* _Written exercise_: Nothing but the lines from the one containing "I would be grateful if you could tag the white building" through the last line of the records below should be copied, exactly and without pictures.

* _Exercise materials_:
—————
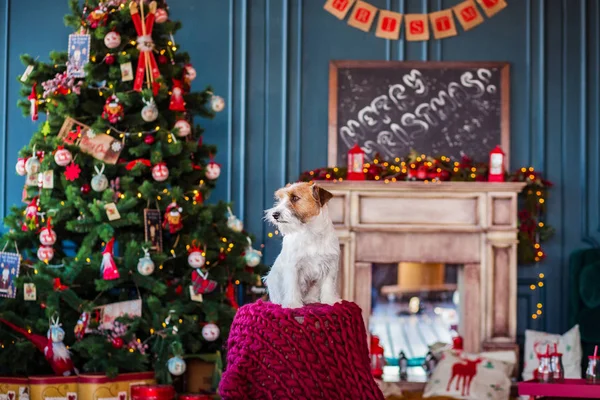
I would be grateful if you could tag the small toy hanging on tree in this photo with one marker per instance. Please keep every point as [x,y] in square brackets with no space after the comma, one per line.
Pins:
[53,347]
[113,110]
[177,102]
[108,266]
[173,220]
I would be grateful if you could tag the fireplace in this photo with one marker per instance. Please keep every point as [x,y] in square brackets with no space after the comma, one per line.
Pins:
[470,224]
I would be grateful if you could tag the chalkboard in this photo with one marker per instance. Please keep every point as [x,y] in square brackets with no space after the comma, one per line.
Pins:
[436,108]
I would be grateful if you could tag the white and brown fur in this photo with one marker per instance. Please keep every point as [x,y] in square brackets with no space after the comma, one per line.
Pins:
[306,270]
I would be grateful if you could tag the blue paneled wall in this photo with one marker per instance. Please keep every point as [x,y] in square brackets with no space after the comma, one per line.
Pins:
[269,59]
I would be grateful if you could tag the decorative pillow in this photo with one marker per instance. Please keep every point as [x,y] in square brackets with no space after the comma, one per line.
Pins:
[470,377]
[569,345]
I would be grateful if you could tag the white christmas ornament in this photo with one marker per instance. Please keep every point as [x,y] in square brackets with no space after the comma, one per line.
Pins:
[161,16]
[33,165]
[213,170]
[99,181]
[210,332]
[20,167]
[217,103]
[160,172]
[63,157]
[112,40]
[145,264]
[149,112]
[252,256]
[48,236]
[176,366]
[184,128]
[234,222]
[190,72]
[195,257]
[45,253]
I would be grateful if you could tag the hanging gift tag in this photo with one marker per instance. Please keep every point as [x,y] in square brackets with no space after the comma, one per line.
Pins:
[48,180]
[29,292]
[195,297]
[126,72]
[79,55]
[111,212]
[26,74]
[32,180]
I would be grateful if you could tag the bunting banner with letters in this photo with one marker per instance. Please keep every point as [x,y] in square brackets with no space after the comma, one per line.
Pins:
[417,27]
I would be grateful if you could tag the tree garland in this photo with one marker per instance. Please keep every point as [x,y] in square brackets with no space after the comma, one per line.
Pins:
[533,230]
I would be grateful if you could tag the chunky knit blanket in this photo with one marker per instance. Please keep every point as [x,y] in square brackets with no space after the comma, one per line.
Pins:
[314,352]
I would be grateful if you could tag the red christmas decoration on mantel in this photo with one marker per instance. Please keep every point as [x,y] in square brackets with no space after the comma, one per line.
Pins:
[497,165]
[356,158]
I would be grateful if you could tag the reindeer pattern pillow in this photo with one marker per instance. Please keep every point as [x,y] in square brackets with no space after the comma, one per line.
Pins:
[468,376]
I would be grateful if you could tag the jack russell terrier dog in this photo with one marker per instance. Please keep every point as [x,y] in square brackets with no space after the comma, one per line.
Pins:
[306,270]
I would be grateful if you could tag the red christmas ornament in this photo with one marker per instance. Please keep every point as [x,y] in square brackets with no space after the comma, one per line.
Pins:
[113,110]
[230,294]
[118,343]
[497,165]
[51,345]
[72,172]
[108,266]
[33,100]
[356,159]
[177,102]
[173,219]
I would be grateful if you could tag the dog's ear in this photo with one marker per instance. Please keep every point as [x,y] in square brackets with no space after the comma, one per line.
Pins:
[321,195]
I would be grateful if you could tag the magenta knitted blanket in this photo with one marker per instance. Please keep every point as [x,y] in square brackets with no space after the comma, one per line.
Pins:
[314,352]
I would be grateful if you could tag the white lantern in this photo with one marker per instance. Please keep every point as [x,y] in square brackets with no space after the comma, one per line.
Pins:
[160,172]
[210,332]
[63,157]
[161,16]
[48,236]
[20,167]
[145,264]
[184,128]
[45,253]
[213,170]
[195,258]
[99,181]
[112,40]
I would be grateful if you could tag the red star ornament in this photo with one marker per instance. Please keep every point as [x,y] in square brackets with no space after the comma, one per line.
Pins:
[72,172]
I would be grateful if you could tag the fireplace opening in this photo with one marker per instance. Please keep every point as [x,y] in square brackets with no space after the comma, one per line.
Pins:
[414,306]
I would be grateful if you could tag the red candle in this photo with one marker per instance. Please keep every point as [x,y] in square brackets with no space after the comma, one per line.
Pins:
[152,392]
[497,165]
[356,158]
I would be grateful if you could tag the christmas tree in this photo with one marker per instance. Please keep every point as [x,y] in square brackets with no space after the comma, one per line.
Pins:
[115,252]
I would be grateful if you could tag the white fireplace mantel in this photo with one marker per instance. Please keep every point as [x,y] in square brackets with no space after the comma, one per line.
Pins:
[469,223]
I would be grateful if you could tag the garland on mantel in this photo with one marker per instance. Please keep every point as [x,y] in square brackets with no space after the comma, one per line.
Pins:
[533,230]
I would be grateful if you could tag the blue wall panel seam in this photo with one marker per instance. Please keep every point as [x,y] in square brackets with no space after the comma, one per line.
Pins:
[542,87]
[4,134]
[231,102]
[597,93]
[583,168]
[528,68]
[244,59]
[284,88]
[266,124]
[299,90]
[401,45]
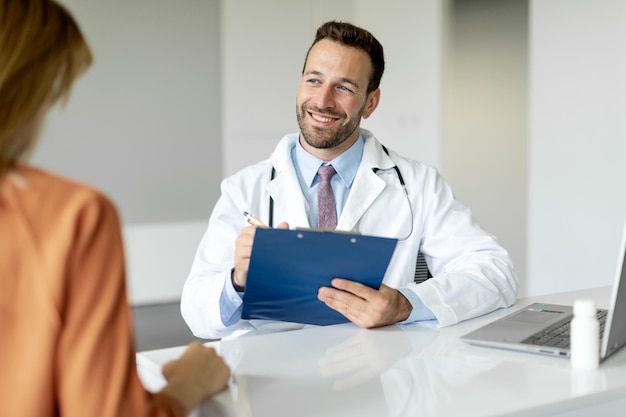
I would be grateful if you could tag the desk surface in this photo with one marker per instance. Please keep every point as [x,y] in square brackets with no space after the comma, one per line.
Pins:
[410,370]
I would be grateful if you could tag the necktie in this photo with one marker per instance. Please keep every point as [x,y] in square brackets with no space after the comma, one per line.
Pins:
[326,209]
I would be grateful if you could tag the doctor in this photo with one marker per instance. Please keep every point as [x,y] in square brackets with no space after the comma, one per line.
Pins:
[376,191]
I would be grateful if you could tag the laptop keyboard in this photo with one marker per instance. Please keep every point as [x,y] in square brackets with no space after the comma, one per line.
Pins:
[557,335]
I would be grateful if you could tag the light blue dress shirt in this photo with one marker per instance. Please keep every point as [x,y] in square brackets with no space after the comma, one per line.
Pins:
[306,166]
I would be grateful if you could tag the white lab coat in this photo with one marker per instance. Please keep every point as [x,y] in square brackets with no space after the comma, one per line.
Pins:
[472,273]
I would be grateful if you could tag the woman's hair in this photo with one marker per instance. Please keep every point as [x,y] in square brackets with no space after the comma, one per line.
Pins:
[42,52]
[355,37]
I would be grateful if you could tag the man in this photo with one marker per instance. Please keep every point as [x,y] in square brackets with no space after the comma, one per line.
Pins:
[472,274]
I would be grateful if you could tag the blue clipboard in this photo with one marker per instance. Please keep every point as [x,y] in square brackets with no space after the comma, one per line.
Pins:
[287,267]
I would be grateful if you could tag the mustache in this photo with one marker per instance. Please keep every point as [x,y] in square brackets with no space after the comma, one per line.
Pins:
[325,112]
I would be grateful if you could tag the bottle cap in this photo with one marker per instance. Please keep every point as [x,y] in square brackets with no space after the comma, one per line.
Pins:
[584,308]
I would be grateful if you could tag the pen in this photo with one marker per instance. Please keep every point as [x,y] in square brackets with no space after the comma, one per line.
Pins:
[254,220]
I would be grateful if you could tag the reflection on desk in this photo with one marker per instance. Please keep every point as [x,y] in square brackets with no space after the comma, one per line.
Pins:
[408,370]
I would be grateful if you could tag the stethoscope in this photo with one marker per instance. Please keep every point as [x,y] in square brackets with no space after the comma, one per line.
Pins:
[400,179]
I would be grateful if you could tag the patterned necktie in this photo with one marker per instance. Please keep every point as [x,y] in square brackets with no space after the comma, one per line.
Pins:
[327,212]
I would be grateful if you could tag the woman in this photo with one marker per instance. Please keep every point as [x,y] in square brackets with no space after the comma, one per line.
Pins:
[66,346]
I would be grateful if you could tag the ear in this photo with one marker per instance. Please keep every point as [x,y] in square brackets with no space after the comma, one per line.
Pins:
[372,102]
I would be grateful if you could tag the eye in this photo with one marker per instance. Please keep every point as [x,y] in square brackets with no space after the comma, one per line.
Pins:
[344,88]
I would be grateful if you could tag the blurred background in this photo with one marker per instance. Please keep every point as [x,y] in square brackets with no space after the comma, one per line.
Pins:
[519,103]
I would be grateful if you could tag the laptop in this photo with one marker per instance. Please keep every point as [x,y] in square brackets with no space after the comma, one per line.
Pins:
[544,328]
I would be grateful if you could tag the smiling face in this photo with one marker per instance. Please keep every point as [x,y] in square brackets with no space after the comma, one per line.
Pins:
[332,98]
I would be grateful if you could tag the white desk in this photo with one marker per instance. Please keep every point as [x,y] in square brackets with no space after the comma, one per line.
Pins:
[409,370]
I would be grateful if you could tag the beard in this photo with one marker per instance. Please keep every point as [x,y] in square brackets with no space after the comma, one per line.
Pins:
[326,138]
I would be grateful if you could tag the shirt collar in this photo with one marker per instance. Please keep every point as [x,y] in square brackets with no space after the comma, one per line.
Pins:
[346,164]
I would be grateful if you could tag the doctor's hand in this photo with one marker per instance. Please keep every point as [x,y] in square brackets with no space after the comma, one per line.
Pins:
[243,250]
[365,306]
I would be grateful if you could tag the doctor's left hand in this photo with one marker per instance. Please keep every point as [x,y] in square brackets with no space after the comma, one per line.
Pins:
[365,306]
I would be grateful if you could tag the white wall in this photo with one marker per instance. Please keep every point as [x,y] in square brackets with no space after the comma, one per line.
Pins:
[485,117]
[577,143]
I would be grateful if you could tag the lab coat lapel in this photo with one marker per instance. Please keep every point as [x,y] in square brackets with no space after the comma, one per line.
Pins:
[366,188]
[367,185]
[289,204]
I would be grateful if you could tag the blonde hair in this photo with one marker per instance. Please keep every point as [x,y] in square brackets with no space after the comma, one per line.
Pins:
[42,52]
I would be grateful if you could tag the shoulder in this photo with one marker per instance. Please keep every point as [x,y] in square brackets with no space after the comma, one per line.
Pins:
[62,197]
[262,170]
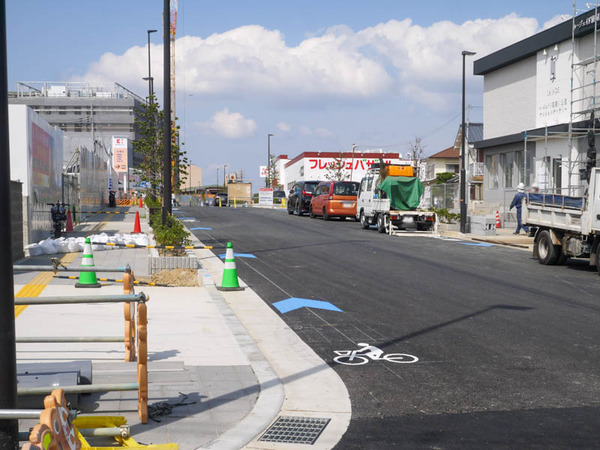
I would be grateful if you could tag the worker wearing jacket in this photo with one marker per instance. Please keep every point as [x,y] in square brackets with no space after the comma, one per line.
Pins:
[517,203]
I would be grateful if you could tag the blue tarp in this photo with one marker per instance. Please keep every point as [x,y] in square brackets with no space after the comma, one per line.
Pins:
[556,200]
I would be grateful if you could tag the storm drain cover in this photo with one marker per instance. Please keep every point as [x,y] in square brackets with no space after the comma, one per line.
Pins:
[295,430]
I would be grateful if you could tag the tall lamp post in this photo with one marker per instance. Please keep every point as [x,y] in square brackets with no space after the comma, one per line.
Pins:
[463,172]
[269,159]
[354,147]
[149,78]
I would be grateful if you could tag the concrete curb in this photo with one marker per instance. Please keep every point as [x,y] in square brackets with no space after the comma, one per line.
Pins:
[272,393]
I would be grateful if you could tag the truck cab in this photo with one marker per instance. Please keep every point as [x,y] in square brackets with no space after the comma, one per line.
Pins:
[389,207]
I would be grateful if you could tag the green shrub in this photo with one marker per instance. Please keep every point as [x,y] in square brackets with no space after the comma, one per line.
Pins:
[446,216]
[172,233]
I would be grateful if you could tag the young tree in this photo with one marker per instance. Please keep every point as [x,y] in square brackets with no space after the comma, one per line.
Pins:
[336,171]
[150,147]
[416,150]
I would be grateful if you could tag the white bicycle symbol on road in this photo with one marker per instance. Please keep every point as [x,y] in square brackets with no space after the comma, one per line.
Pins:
[369,352]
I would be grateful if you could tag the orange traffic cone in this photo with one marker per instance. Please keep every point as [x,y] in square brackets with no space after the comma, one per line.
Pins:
[69,221]
[136,227]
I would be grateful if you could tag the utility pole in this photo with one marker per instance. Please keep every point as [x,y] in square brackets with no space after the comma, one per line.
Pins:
[463,172]
[9,431]
[167,111]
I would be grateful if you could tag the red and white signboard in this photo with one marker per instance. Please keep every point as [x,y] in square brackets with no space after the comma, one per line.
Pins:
[120,154]
[265,196]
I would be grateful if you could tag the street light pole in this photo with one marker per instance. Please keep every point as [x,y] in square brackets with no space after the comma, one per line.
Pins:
[150,79]
[463,172]
[167,207]
[9,431]
[269,159]
[354,147]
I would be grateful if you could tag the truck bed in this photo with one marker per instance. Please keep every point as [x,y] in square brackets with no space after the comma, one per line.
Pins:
[562,201]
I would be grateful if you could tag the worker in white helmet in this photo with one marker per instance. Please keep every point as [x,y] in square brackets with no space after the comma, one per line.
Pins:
[517,203]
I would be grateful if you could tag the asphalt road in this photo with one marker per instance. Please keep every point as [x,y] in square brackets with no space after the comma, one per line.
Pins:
[508,350]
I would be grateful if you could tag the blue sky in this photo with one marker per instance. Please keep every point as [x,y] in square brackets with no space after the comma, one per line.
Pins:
[319,75]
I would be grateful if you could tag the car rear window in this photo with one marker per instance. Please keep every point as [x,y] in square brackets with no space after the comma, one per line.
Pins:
[345,188]
[310,187]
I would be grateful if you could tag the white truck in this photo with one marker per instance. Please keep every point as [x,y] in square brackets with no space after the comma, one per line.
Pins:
[388,197]
[565,226]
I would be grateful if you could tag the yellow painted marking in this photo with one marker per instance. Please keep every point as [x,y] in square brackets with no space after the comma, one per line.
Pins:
[35,287]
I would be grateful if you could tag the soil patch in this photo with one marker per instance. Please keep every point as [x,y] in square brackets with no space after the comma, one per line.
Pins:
[174,277]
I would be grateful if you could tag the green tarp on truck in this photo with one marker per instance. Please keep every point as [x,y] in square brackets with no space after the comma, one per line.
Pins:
[404,192]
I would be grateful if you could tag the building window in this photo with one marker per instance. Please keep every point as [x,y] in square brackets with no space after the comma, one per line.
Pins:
[509,169]
[491,164]
[452,168]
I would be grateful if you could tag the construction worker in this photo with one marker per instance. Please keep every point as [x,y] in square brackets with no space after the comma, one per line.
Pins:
[517,203]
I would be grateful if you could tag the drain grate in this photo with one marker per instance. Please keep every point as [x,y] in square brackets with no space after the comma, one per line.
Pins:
[295,430]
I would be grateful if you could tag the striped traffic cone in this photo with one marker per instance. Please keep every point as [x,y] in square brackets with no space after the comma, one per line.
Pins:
[230,281]
[87,279]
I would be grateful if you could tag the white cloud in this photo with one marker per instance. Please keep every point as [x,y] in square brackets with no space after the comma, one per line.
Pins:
[391,58]
[285,127]
[230,125]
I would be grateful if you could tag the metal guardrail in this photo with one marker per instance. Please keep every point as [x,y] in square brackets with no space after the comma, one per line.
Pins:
[130,298]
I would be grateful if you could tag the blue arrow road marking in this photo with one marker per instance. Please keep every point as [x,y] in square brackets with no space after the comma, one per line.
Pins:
[239,255]
[291,304]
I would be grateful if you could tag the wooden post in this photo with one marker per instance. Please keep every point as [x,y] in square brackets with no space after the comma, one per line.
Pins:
[142,316]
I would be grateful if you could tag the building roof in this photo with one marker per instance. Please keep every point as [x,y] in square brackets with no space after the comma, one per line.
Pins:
[583,24]
[450,152]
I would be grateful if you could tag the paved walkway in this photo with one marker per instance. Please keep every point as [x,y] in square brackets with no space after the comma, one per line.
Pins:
[228,355]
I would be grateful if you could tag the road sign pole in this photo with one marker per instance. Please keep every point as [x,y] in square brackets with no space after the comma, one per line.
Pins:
[9,432]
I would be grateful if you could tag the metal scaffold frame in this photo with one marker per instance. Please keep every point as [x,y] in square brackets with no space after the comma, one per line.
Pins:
[584,104]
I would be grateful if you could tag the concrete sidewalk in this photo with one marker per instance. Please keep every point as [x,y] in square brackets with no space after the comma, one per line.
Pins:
[228,356]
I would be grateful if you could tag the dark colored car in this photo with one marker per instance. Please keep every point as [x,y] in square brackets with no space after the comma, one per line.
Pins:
[300,197]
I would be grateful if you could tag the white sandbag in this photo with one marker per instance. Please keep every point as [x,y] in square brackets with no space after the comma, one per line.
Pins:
[33,250]
[47,246]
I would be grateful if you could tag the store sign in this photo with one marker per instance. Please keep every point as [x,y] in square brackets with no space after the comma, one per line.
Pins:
[120,154]
[265,196]
[553,86]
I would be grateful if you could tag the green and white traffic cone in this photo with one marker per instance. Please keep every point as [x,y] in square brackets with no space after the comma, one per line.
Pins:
[87,279]
[230,281]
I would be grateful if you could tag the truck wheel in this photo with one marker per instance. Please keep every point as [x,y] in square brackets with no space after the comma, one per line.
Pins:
[364,222]
[547,251]
[382,223]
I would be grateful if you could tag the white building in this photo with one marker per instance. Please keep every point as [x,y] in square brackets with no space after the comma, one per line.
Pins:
[313,166]
[538,96]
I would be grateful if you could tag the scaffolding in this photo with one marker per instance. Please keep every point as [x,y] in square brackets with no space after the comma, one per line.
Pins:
[584,105]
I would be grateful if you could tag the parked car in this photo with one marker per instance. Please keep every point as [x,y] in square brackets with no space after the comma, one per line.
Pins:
[300,197]
[214,201]
[278,196]
[334,199]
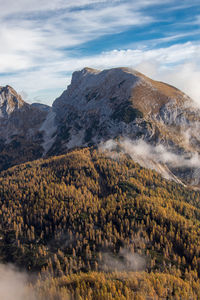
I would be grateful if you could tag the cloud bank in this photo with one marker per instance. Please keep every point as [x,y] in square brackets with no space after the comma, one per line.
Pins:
[13,284]
[43,42]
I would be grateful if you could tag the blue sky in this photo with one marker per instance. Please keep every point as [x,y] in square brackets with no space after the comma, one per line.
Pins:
[43,42]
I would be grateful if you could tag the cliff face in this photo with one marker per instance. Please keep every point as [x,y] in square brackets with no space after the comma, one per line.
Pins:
[100,106]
—————
* _Written reply_:
I would be grateful if you could tag the white building in this photo with one marker per instance. Please keep every point as [x,y] in square brackets with no space after the comma, one per line.
Pins:
[313,166]
[538,96]
I would be grateful if you could tag the scaffolding in this photo with one marker per instance. Please keep every point as [x,y] in square brackets with no space after the comma, one per line.
Pins:
[584,105]
I would be grateful if you could tag the parked car in this photo with one marker per instance. Please keep every point as [x,y] in square brackets with no space after the comma, one per line.
Pins:
[300,197]
[214,201]
[278,196]
[334,199]
I would be grateful if you could tag the cloud bank in this photo with one marker per instance. Please keep every point as [x,y] in square brackets with no space after the comma, one per line.
Pins:
[13,284]
[43,42]
I would be grateful if you could tag the blue sky in this photo with one marker per instance. Please keep every point as [x,y] in square brackets with no space after the comma, one per line.
Pins:
[43,42]
I would be grateful if you could tag the cliff face in this photo with one marker per instance. Please keep every point as [x,y] in square brackets with no space after the comma, one per line.
Pins:
[100,106]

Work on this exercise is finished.